Extract provided =
◆ ◆ ◆
Course Descriptions – Online Program

Fall Courses

This course is intended as an introduction to strategic use of social media for social ventures. Many of you already use social media platforms in your personal lives, and have developed an intuitive understanding of how they work, and use them reflexively. If you’re unfamiliar with various social media venues, that’s ok! Many social media platforms will be described briefly in the lectures, but the course is not intended as a how-to for using them. We suggest that, if you’re new to the various social media platforms mentioned, that you jump in and try them out! These platforms are designed for individuals with all levels of technical proficiency, and they’re designed to be inviting. You might find that with only a bit of effort that you become comfortable with them quickly.

We expect that, regardless of your skill level, comfort, and current personal use of social media, you will gain real value from this course. Much of this value relates to conveying an understanding of how to use these tools strategically, and on behalf of a social venture or a social cause that you care about. This sort of use of social media is significantly different than the way you would use it in your personal life. We hope, as you move through this course, you will wonder…

  • What does it mean to craft the voice of an institution?
  • What is it like to speak in the voice of an institution, instead of my own?
  • How could one possibly develop a strategic plan to organically and authentically engage a community?
  • How do you define, find and build community?
  • More than retweets and likes, what is engagement, how do you measure it, and how do you create engagement to spark social change?

0.5 CU

Fall 2019

November 11th to December 13th

Synchronous session times: TBD

Leaders of organizations must often make difficult decisions that pit the rights of one set of stakeholders against another. Having multiple stakeholders or bottom-lines brings with it challenges when conflicts arise, with the perennial question of whose rights/benefits prevail? What trade-offs need to be made between multiple bottom lines? Does the mission of the organization prevail over the privileges of employees/clients? To what extent can large donors influence the mission of the organization? What is an appropriate social return on investment? This course will introduce the factors that influence moral conduct, the ethical issues that arise when pursuing social goals, and discuss the best ways to promote ethical conduct within such organizations. The course will use specific case studies, real and hypothetical, to analyze a variety of ethical issues that arise [including finance, governance, accountability, fundraising, labor (paid and unpaid), client groups, and service provision] among the multiple stakeholders and balancing multiple bottom-lines. This course is offered in the fall semester and will conclude by discussing ways that organizations can prevent and correct misconduct, develop a spirit of ethical behavior, and institutionalize ethical values in the organization’s culture.
◆ ◆ ◆
Task instructions =
1. Answer these questions from the course descriptions:
(a) What does the social media course say it is not intended to be?
(b) What dates are given for Fall 2019?
(c) In which semester is the ethics course offered?
2. Carry on the course descriptions from the point where they stop.
You won't need these lines.

(Items listed in a dataset)
◆ ◆ ◆
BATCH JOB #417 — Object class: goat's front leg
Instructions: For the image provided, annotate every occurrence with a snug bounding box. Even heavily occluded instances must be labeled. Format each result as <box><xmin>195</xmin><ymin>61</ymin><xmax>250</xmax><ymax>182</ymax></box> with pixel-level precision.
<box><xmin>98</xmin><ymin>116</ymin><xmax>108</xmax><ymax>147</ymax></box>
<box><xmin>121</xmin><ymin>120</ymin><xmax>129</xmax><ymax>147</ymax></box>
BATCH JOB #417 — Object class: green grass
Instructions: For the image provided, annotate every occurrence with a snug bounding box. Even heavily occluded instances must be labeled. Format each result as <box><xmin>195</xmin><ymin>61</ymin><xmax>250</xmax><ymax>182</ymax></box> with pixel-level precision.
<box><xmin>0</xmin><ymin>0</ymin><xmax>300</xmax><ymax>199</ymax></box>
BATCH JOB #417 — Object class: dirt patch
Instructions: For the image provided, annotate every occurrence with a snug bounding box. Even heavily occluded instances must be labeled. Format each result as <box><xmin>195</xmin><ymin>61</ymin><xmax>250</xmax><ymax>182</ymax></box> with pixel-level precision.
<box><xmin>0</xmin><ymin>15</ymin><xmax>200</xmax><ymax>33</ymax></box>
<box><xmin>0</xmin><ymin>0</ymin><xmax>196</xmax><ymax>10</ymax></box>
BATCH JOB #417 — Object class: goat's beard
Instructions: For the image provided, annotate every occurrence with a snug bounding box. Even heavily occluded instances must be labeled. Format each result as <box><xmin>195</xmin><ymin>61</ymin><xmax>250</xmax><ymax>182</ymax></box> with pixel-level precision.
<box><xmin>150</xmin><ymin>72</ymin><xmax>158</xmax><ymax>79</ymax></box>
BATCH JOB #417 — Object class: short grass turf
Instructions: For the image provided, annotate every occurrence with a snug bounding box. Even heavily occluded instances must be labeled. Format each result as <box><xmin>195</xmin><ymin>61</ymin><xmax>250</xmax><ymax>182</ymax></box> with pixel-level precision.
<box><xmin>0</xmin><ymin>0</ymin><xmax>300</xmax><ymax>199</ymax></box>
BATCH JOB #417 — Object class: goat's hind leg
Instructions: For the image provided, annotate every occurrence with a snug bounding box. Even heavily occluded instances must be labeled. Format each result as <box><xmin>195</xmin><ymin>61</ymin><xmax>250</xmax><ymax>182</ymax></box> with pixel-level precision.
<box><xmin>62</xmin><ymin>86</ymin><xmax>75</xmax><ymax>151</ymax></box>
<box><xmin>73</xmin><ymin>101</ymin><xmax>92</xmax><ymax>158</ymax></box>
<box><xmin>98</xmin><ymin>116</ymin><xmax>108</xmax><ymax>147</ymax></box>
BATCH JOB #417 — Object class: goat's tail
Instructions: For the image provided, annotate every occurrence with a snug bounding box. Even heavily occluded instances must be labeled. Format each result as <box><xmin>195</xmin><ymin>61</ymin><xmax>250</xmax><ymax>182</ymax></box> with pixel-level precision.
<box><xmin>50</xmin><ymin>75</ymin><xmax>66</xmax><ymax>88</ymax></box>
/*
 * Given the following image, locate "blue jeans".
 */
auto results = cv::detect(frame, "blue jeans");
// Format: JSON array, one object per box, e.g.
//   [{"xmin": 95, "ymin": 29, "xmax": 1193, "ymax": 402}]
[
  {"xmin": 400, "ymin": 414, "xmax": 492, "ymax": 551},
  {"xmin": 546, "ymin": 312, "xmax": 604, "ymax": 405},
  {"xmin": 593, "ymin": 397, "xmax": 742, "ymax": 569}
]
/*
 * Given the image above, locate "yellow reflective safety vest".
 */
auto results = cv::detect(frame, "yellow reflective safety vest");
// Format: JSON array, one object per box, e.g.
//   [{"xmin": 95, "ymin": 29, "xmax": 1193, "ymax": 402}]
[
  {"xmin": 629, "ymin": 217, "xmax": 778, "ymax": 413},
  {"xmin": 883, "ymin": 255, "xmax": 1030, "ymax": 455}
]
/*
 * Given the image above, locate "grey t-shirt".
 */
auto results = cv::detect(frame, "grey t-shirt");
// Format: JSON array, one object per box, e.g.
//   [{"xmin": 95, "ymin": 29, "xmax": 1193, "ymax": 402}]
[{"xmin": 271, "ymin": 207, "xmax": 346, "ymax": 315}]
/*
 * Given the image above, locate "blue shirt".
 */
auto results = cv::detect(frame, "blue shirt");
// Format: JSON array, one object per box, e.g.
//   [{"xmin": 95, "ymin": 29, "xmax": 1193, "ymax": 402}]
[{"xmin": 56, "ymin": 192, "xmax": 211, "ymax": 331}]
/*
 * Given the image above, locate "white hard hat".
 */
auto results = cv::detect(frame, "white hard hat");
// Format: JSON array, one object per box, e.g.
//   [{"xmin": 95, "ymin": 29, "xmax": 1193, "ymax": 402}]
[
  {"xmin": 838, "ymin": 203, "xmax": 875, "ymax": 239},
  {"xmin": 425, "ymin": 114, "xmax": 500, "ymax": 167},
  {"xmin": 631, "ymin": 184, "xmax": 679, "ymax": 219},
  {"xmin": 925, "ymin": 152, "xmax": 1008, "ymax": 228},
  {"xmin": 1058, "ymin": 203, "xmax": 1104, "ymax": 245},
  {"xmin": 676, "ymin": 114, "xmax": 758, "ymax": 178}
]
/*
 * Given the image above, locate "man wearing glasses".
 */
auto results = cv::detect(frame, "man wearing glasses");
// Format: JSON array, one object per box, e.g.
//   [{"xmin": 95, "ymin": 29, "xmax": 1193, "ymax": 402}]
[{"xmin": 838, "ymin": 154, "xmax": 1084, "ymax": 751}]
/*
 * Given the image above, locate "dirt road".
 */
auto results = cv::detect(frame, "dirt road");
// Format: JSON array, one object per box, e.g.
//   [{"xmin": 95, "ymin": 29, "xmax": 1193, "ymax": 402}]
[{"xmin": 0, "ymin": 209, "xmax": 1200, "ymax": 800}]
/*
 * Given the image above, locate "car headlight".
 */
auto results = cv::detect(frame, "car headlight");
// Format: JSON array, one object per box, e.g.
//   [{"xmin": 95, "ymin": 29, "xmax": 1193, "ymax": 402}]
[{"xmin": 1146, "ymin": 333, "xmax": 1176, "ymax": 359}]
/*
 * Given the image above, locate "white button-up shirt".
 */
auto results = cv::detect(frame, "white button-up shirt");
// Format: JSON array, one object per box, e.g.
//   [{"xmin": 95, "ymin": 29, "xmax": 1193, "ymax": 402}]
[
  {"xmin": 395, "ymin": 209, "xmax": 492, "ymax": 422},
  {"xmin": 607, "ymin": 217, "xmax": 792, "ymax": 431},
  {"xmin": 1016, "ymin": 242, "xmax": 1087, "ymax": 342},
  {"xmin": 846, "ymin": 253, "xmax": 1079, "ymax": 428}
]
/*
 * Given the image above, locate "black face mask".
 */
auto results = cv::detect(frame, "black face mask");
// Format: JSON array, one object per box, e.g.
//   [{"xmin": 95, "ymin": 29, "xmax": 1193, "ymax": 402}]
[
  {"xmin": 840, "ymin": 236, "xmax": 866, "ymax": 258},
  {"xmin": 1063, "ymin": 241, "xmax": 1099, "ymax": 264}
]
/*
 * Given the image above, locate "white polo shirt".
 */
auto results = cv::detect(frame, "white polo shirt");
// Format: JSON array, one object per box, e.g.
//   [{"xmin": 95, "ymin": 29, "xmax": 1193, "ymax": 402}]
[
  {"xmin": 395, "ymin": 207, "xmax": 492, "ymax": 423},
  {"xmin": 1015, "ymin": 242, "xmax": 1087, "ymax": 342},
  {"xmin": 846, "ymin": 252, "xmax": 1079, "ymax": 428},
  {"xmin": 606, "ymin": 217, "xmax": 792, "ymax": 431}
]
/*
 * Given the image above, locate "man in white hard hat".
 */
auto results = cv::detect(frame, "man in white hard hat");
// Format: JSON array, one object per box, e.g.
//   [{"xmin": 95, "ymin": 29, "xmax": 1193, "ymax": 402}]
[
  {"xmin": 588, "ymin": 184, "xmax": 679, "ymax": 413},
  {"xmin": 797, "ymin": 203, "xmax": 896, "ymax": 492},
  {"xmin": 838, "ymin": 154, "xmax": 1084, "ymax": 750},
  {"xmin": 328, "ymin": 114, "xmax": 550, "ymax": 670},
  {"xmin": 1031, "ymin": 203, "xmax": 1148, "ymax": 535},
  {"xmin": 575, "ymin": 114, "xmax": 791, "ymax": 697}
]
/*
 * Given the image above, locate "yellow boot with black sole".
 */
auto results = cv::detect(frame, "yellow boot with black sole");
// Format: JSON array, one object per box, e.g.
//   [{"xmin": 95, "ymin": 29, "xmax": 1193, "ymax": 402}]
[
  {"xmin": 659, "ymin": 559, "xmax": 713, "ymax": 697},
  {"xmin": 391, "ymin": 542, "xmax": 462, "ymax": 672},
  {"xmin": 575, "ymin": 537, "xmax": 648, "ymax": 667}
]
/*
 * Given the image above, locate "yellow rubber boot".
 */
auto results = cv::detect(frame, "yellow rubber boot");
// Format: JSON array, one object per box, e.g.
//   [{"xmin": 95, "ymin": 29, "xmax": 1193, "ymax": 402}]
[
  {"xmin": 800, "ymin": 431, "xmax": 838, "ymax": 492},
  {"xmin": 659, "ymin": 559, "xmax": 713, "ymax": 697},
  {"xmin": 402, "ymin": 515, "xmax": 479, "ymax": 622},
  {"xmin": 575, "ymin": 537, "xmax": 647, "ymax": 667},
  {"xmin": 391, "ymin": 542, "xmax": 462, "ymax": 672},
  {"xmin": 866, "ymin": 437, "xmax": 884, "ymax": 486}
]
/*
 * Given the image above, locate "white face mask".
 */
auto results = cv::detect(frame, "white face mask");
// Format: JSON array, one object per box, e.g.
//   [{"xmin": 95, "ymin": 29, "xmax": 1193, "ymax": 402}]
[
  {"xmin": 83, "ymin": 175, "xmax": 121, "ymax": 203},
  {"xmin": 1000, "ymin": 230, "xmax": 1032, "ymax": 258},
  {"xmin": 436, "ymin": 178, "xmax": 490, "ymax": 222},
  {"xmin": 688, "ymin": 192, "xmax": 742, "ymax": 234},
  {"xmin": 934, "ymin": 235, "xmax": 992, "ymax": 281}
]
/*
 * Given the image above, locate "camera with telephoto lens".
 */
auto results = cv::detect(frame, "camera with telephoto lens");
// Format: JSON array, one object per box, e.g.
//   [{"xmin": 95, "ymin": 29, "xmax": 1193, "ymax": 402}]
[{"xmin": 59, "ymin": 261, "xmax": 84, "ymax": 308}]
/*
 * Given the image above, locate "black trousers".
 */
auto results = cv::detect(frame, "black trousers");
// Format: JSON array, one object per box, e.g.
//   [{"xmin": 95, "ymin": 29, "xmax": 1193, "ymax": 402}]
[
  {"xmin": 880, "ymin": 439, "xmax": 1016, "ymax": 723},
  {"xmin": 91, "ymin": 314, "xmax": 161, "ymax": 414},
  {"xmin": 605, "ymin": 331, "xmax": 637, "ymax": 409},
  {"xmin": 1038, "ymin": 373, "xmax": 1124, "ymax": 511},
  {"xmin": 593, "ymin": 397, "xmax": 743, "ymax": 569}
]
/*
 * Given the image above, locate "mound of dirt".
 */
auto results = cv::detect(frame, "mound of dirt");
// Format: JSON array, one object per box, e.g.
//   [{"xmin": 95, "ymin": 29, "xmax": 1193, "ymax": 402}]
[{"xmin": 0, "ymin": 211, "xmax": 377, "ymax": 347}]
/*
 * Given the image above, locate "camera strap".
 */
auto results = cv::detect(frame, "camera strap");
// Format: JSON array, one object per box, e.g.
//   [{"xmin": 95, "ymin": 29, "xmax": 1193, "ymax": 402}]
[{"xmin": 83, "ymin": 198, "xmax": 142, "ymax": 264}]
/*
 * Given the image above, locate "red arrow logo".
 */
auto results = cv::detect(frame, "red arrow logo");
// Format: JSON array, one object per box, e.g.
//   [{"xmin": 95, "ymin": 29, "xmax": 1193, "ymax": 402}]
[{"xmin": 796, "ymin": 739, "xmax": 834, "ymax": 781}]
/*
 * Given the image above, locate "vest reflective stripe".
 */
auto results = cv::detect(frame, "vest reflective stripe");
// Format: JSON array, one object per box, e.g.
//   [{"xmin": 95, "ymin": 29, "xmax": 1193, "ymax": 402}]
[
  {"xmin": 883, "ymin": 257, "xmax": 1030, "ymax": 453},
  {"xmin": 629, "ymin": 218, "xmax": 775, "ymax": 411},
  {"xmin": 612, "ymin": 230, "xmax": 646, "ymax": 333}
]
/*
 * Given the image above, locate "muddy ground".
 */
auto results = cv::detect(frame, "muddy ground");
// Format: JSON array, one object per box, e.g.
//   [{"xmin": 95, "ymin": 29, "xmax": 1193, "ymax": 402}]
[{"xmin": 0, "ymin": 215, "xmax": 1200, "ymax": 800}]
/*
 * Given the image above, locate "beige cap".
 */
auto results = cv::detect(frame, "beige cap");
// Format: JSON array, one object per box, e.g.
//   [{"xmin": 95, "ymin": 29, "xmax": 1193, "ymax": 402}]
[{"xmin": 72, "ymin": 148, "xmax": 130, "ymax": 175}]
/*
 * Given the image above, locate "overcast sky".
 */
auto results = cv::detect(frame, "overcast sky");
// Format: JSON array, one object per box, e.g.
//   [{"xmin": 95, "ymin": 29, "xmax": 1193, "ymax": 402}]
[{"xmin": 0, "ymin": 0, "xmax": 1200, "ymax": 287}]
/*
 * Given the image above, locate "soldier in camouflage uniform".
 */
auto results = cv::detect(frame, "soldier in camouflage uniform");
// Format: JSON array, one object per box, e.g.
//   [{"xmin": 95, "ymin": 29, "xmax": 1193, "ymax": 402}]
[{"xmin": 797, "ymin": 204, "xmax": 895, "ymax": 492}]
◆ ◆ ◆
Answers to the problems =
1.
(a) A how-to for using social media platforms.
(b) November 11th to December 13th.
(c) The fall semester.

2.
0.5 CU

Fall 2019

October 7th to November 8th

Synchronous session times: TBD

Thinking like a designer can transform the way people and organizations develop products, services, processes, and strategy. This approach, called design thinking, brings together what is desirable from a human point of view with what is technologically feasible and economically viable. It also allows people who aren’t trained as designers to use creative tools to address a vast range of challenges. Design thinking is a deeply human process that taps into abilities we all have but get overlooked by more conventional problem-solving practices. It relies on our ability to be intuitive, to recognize patterns, to construct ideas that are emotionally meaningful as well as functional, and to express ourselves through means beyond words or symbols. Design thinking is something you can learn only by doing, so we’ll get out into the world and tackle a design challenge of our own together. We’ll learn how to research by researching, learn how to prototype by prototyping. At the end of the class you should feel confident in your abilities to apply design thinking to any challenge you’re facing and to come up with new ideas and solutions as a result.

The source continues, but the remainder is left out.